本文抜粋:
ペルーの国民は、昔から大地の上に途方もなくでかい絵や文字を書くのが好きだなと思ったそうです。温泉までの道すがら、猛スピードで走る車の窓からは、砂漠の中の丘のようになだらかに盛り上がった斜面に、我々の国ペルーとか何かのコマーシャルとか、いろいろな絵が描かれているのが見えたそうです。
ただ、どういうわけか、チリとの国境側の斜面には、何にも描かれていなかったそうです。やはり、どこにでも自由に書けると言うわけでもなさそうだとびりー君は思ったそうです。
帰る途中、レストランに立ち寄って食事をとる。少しのつもりが、ついうっかり食べ過ぎてしまったそうです。またワインものみすぎて大分出来上がってしまったということでした。
帰るとルイスの家の店先でルイスの奥さんと話をしている中年の女性がいたそうです。かなりの美人ですが前歯に金属の冠がかかっているのが玉に傷だったそうです。日本でも昔はよくとられていた治療法です。最近の日本の歯医者はそういう治療をしたがらないようで見かけることはほとんどなくなりました。
彼女は42歳で、あんなに美人でありながら独身、職業は弁護士だそうです。日本でびりー君の家の近所に、奥さんが弁護士だという出稼ぎペルー人がいるということで、彼のペルー話を時々聞いたそうです。彼の話では、ペルーで弁護士になるための試験は易しいそうです。だから弁護士の数は多く弁護士同士の競争も激しいということでした。

取り組む課題:
(a) ペルー旅行の話にある「ただ、どういうわけか、チリとの国境側の斜面には、何にも描かれていなかったそうです。」という一文を英語に訳してください。
(b) ペルー旅行の話のうち、「彼女は42歳で、あんなに美人」で始まり「争も激しいということでした。」まで続く部分を、一字も変えずに書き写してください。
データは本文とは別の出典から取られています。

自然言語による領域の説明
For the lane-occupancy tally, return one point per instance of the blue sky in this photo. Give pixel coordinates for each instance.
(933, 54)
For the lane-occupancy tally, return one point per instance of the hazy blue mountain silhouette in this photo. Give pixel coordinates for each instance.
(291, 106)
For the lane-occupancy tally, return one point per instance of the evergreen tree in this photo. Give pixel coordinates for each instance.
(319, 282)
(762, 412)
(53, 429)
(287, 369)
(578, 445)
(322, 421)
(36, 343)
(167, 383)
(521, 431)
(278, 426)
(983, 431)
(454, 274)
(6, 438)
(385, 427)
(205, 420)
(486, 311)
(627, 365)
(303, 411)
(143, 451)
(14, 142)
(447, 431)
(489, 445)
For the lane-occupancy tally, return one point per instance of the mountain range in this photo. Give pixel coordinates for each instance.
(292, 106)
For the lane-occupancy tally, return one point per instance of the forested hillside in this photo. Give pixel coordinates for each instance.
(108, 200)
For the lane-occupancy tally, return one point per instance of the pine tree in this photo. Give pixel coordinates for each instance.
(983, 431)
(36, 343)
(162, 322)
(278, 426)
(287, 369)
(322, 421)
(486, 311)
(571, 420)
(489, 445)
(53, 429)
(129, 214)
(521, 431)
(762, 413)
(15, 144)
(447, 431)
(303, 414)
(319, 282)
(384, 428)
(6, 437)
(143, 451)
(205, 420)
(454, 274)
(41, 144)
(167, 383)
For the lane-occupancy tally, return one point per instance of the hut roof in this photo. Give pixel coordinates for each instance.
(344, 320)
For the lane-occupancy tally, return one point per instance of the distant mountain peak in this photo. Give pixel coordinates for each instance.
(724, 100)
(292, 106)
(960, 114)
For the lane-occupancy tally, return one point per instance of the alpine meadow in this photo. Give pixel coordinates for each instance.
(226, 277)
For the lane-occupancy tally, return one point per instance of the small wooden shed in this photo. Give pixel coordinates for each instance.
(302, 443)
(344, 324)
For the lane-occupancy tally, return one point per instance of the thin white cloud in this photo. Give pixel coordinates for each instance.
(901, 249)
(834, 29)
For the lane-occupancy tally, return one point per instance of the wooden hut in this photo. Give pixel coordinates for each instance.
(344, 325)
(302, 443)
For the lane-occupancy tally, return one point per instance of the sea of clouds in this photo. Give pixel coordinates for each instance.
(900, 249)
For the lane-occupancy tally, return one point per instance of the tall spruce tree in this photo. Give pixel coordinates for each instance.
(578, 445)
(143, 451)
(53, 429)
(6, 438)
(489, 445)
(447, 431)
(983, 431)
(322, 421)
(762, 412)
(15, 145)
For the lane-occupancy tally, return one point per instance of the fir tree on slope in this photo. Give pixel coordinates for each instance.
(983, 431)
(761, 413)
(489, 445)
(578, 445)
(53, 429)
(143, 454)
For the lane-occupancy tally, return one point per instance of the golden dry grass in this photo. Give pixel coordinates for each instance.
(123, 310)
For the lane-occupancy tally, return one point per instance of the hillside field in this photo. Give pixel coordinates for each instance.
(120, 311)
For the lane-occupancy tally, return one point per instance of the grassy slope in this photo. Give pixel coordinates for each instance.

回答一覧:
(a) For some reason, however, nothing had apparently been drawn on the slopes on the side facing the border with Chile.

(b)
彼女は42歳で、あんなに美人でありながら独身、職業は弁護士だそうです。日本でびりー君の家の近所に、奥さんが弁護士だという出稼ぎペルー人がいるということで、彼のペルー話を時々聞いたそうです。彼の話では、ペルーで弁護士になるための試験は易しいそうです。だから弁護士の数は多く弁護士同士の競争も激しいということでした。